LISTED ENTRIES section start

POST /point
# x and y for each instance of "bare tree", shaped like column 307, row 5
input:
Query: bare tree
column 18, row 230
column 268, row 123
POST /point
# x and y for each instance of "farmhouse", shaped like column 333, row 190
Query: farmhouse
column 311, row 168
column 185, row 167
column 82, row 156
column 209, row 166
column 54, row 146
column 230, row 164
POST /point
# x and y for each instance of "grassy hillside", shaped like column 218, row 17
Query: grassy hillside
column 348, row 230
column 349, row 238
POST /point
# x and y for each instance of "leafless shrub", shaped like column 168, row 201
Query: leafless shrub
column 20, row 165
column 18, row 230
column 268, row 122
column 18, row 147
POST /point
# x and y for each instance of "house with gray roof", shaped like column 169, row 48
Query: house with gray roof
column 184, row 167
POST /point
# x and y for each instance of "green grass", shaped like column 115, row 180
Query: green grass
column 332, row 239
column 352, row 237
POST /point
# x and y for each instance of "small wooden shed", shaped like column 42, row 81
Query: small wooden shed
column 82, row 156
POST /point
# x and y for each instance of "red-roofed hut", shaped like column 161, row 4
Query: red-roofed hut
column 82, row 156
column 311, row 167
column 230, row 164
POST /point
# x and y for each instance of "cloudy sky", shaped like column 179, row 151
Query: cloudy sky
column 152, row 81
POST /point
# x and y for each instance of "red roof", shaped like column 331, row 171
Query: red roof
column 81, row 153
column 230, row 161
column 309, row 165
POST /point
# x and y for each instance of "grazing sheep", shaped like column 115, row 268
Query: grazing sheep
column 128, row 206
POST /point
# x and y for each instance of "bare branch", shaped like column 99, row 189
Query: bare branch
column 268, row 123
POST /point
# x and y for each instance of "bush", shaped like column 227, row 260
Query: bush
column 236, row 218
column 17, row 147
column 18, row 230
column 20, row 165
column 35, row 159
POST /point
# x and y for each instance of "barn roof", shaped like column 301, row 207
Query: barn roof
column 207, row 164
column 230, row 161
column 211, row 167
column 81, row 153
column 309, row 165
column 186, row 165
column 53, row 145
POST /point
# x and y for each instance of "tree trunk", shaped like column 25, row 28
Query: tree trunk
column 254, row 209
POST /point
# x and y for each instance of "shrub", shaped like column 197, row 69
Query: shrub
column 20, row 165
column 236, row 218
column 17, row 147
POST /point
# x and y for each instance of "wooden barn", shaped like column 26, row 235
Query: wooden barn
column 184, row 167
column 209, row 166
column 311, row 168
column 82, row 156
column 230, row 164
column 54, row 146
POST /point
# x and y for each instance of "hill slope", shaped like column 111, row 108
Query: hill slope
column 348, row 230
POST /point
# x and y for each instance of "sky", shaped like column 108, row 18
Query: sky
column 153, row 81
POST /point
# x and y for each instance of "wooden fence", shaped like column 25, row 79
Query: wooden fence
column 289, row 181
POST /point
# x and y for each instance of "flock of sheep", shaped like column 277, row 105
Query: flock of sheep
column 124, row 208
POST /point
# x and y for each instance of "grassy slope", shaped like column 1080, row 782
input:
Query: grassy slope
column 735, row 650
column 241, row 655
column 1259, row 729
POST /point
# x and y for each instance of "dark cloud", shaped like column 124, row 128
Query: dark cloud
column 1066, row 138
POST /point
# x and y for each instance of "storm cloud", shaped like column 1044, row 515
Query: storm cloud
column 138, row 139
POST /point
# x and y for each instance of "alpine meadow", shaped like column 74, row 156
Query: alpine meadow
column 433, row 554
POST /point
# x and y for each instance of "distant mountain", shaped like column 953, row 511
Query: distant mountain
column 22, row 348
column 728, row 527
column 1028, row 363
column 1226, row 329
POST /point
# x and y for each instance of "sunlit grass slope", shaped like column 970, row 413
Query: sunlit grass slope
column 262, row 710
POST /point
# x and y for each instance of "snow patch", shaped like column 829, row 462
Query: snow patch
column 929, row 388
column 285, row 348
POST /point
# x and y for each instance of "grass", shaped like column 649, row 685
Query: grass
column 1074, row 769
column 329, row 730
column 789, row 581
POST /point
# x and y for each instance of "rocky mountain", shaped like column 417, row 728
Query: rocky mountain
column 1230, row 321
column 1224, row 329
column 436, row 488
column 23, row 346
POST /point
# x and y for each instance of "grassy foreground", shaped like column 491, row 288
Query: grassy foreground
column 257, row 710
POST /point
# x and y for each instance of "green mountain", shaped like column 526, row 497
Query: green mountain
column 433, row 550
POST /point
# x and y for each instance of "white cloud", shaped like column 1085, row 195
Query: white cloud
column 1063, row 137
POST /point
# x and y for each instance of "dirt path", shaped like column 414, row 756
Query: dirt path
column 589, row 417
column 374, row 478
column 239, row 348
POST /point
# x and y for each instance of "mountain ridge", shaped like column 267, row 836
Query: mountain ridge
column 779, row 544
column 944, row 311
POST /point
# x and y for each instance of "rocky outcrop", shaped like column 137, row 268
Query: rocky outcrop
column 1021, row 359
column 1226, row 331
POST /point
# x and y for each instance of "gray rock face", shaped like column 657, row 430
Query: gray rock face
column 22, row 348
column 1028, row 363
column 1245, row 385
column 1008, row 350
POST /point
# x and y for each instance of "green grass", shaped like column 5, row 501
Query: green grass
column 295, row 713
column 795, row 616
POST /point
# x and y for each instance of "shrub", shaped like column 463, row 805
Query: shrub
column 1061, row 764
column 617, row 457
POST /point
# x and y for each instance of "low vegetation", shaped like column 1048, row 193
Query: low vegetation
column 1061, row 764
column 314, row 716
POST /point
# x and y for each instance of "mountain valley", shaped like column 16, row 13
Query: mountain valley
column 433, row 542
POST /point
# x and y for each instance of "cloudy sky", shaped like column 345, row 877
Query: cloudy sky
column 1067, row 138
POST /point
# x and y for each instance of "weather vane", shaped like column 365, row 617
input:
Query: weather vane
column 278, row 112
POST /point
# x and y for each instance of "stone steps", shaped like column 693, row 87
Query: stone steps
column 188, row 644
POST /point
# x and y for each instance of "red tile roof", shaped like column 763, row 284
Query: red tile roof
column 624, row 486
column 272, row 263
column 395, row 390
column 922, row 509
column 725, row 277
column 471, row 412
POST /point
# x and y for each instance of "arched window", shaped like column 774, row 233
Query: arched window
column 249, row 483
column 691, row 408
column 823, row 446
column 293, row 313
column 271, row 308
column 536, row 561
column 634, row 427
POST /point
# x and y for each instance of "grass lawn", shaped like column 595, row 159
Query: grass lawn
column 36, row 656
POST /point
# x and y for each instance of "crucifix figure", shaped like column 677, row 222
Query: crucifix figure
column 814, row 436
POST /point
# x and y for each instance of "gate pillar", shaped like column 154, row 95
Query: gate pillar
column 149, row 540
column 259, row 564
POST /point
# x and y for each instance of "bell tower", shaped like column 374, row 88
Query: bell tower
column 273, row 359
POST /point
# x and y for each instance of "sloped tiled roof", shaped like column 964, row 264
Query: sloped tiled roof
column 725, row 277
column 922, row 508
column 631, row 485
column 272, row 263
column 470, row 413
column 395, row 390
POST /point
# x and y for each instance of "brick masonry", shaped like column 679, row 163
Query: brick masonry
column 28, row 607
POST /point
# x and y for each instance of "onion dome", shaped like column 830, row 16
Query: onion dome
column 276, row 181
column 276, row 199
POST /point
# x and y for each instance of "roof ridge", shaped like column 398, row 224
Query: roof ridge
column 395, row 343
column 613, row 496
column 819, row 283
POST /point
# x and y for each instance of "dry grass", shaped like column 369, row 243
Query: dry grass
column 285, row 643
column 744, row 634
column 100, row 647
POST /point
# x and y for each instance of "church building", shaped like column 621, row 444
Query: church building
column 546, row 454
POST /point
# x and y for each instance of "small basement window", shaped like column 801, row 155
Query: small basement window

LISTED ENTRIES section end

■ **WHAT IS NEEDED**
Gather each line of the records holding the string "basement".

■ **WRITTEN ANSWER**
# x and y for each instance of "small basement window", shaped like column 801, row 155
Query: small basement window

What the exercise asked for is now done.